» **Yazılı alıştırma 1**
Aşağıdaki kıyamet ayetleri üzerine yazıdan "Bu ayetlerde dikkat" ile "başına geleceklerden bahsetmektedir." arasındaki bölümü, iki uç da dahil olmak üzere birebir yeniden verir misin?

» **Verilen alıntı**
"Ey insanlar! Rabbinize karşı gelmekten sakının. Çünkü kıyamet sarsıntısı çok büyük bir şeydir. Onu göreceğiniz gün, her emzikli kadın emzirmekte olduğu çocuğundan geçer ve her hamile kadın da karnındaki çocuğunu düşürür. İnsanları sarhoş görürsün; halbuki onlar sarhoş değillerdir. Ne var ki Allah'ın azabı çok şiddetlidir.” (Hac Suresi 1-2)
Bu ayetlerde dikkat çeken bir söylem var, kıyamet zamanına ilişkin özellikle çocuğunu emziren ve hamile olan kadınların durumundan bahsediliyor. Genelde kıyamet zamanı dağların, denizlerin, göklerin başından geçecekleri anlatan Allah bu ayetlerinde insanların tamamını geçmiş, kafirleri geçmiş, kadınları geçmiş onların içerisinden bula bula bebek sahibi ve nispeten en masum sayılabilecek olan annelerin başına geleceklerden bahsetmektedir.
Kadınların yaşayacakları korkudan ötürü bebeklerini bırakacakları, hamile olan kadınların ise çocuklarını düşürecekleri söylenmekte. Sanki o vakit geldiğinde tüm bebek sahibi kadınlar daha fazla acıyı hak etmişler de ilave bir dehşeti yaşamaktalar. Hadi diyelim korkudan ötürü hamile olanlar ister istemez bebeğini düşürüp kaybetti, emzirdiği bebeğini bırakan anne nereye gidiyor? Yoksa Kuran'da bahsi geçmeyen bir yerlere kaçış filan mı var?
Bu anlatımlarda bazı sıkıntılar gözüküyor bu yüzden Kuran'da bahsi geçen “kıyamet zamanına has anaların dramı” konusunda biraz geçmişe gitmekte fayda var. İlkin Tevrat’a bir göz atalım:
Tevratta bir çok ayette insanların içine düştükleri kötü haller kadınların çektiği doğum sancılarına benzetiliyor. Birkaç örnek:
“Doğum sancısı tutan kadın gibi, Bir titreme aldı onları orada.” (Mezmurlar 48:6)
“Doğum vakti yaklaşan gebe kadın Çektiği sancıdan ötürü nasıl kıvranır, feryat ederse, Senin önünde biz de öyle olduk, ya RAB.” (Yeşaya 26:17)
"Sana dost olması için yetiştirdiğin kişileri RAB başına yönetici atayınca ne diyeceksin? Doğuran kadının çektiği sancı gibi Seni de ağrı tutmayacak mı?" (Yeramya 13:21)

Bir veri kümesinden satırlar:
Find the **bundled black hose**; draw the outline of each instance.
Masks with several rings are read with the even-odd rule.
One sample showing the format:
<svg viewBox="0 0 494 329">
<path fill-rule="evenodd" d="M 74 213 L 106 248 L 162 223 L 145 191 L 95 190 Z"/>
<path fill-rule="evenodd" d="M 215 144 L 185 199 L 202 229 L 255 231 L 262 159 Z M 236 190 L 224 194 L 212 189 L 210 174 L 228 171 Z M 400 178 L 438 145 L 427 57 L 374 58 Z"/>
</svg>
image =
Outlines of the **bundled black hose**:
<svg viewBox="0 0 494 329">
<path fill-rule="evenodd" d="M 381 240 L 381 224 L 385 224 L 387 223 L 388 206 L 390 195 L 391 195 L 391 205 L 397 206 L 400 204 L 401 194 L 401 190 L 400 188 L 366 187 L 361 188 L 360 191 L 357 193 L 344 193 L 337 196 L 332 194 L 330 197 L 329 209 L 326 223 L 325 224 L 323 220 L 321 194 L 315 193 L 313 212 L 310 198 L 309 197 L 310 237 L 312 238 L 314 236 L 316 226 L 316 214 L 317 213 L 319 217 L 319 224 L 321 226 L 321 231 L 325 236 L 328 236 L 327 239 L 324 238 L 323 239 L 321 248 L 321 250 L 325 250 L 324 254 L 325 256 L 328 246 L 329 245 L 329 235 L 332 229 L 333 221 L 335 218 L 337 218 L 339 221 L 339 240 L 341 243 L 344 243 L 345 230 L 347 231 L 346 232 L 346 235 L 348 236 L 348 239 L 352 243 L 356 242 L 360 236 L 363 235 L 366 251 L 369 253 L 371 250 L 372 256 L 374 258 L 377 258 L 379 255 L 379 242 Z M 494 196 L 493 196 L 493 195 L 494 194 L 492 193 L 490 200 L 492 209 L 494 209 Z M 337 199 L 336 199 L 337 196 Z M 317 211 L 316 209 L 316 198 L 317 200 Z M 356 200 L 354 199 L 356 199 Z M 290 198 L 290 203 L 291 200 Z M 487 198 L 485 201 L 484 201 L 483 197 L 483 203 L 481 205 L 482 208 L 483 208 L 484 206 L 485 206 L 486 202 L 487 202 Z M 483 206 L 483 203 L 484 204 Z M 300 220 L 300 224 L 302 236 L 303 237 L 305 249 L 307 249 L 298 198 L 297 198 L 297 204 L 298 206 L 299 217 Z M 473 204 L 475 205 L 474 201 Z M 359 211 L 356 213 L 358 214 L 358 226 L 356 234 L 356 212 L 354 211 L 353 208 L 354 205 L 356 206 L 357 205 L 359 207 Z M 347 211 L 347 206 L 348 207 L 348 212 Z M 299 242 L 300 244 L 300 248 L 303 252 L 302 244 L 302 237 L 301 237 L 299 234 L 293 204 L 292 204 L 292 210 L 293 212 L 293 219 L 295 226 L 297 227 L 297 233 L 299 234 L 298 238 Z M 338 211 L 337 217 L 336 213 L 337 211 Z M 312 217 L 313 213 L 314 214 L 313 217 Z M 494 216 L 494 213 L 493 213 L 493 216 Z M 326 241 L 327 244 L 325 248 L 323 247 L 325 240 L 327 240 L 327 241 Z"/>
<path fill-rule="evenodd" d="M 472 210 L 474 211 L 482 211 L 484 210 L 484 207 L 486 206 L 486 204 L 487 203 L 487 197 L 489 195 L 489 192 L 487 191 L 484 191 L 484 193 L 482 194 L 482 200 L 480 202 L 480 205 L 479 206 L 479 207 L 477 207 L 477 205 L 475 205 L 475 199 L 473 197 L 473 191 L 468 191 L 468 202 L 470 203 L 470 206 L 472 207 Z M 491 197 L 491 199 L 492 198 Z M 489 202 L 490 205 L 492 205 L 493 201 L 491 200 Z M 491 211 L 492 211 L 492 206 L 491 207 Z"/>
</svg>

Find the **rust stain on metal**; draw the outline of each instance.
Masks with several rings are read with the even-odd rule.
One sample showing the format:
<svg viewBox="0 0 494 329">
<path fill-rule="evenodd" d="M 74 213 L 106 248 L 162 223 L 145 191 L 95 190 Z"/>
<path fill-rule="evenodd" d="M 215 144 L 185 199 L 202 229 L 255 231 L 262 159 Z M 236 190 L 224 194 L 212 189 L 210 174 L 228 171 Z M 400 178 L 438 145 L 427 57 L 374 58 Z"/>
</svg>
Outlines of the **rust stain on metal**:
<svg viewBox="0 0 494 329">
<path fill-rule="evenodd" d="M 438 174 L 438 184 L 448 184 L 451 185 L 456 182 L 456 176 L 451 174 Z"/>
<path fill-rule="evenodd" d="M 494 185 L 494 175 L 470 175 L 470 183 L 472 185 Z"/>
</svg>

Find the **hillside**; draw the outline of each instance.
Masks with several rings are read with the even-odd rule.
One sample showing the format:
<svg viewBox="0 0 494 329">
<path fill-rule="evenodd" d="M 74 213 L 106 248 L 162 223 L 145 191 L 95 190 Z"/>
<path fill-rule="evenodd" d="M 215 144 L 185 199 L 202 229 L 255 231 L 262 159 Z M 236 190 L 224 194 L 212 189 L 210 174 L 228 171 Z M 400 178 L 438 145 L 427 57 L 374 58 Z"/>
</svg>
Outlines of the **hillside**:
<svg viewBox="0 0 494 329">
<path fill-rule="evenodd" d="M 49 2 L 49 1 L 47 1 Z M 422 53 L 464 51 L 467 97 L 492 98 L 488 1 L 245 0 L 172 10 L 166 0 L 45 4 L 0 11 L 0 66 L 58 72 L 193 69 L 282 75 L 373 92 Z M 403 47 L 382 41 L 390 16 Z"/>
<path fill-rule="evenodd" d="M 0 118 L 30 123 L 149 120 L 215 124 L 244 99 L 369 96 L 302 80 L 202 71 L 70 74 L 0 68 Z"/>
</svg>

» **Yazılı alıştırma 2**
Yukarıdaki kayıtlarda "Find the **hillside**;" ifadesini içeren satırdan kayıtların sonuna kadar uzanan satırları, iki uç da dahil, hiçbir değişiklik yapmadan yazıya geçirir misin? Yalnızca bu satırları ver.

» **Alıştırma sonucu 1**
Bu ayetlerde dikkat çeken bir söylem var, kıyamet zamanına ilişkin özellikle çocuğunu emziren ve hamile olan kadınların durumundan bahsediliyor. Genelde kıyamet zamanı dağların, denizlerin, göklerin başından geçecekleri anlatan Allah bu ayetlerinde insanların tamamını geçmiş, kafirleri geçmiş, kadınları geçmiş onların içerisinden bula bula bebek sahibi ve nispeten en masum sayılabilecek olan annelerin başına geleceklerden bahsetmektedir.

» **Alıştırma sonucu 2**
Find the **hillside**; draw the outline of each instance.
Masks with several rings are read with the even-odd rule.
One sample showing the format:
<svg viewBox="0 0 494 329">
<path fill-rule="evenodd" d="M 74 213 L 106 248 L 162 223 L 145 191 L 95 190 Z"/>
<path fill-rule="evenodd" d="M 215 144 L 185 199 L 202 229 L 255 231 L 262 159 Z M 236 190 L 224 194 L 212 189 L 210 174 L 228 171 Z M 400 178 L 438 145 L 427 57 L 374 58 Z"/>
</svg>
Outlines of the **hillside**:
<svg viewBox="0 0 494 329">
<path fill-rule="evenodd" d="M 49 2 L 49 1 L 47 1 Z M 422 53 L 464 51 L 467 97 L 492 98 L 488 1 L 245 0 L 172 10 L 166 0 L 45 4 L 0 11 L 0 66 L 58 72 L 193 69 L 282 75 L 373 92 Z M 403 47 L 382 41 L 390 16 Z"/>
<path fill-rule="evenodd" d="M 0 118 L 30 123 L 149 120 L 215 124 L 244 99 L 369 96 L 302 80 L 202 71 L 70 74 L 0 68 Z"/>
</svg>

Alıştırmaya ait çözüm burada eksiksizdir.